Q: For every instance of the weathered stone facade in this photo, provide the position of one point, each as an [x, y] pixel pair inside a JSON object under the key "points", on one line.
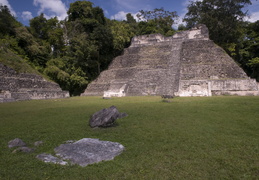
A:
{"points": [[20, 86], [186, 64]]}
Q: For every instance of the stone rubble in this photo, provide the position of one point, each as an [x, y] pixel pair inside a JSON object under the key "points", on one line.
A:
{"points": [[105, 117]]}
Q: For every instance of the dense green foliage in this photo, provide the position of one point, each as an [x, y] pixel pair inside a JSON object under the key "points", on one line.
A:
{"points": [[74, 51], [190, 138], [227, 28]]}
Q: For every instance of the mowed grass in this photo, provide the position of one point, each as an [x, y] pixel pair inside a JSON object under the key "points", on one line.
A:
{"points": [[190, 138]]}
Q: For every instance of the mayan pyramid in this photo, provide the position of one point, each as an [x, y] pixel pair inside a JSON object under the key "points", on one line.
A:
{"points": [[186, 64], [22, 86]]}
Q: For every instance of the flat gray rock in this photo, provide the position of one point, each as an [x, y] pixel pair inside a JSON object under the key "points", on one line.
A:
{"points": [[23, 149], [104, 118], [48, 158], [16, 143], [89, 151]]}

# # # # #

What you need to do: Reproduce the material above in full, images excluded.

Your solution:
Q: For every instance of the weathered stone facade in this photo, provide the position of one point, each as an [x, y] pixel pair inside a JSON object under the key "points", on one line.
A:
{"points": [[20, 86], [186, 64]]}
Q: For every instance of the stone rubble in this photo, provide the position of one point, each as an [x, y] pixel pair inside a JSON object under the key "points", on one line.
A:
{"points": [[105, 117]]}
Q: For every instance of the dense green foliage in this photo, provide the position of one point, each as an [x, y] pixel pair inside a JSON object under the key "points", on one line.
A:
{"points": [[74, 51], [190, 138], [227, 28]]}
Q: For every instance of the mowed grass in this photo, provide the position of one point, each as an [x, y] pixel pair inside a JSON object under the key "points", on one line.
A:
{"points": [[190, 138]]}
Q: For every instance of the mayan pyramid in this photo, provide the position of one point, each as an [x, y] pixel pair inside a JSON object under the key "points", on one line.
A:
{"points": [[186, 64], [22, 86]]}
Q: For every instance of the flat gray rock in this photo, provide the position of one point, each as an [x, y] pixel pair inside a JSON object under the key "points", on one line.
A:
{"points": [[23, 149], [104, 118], [48, 158], [16, 143], [89, 151]]}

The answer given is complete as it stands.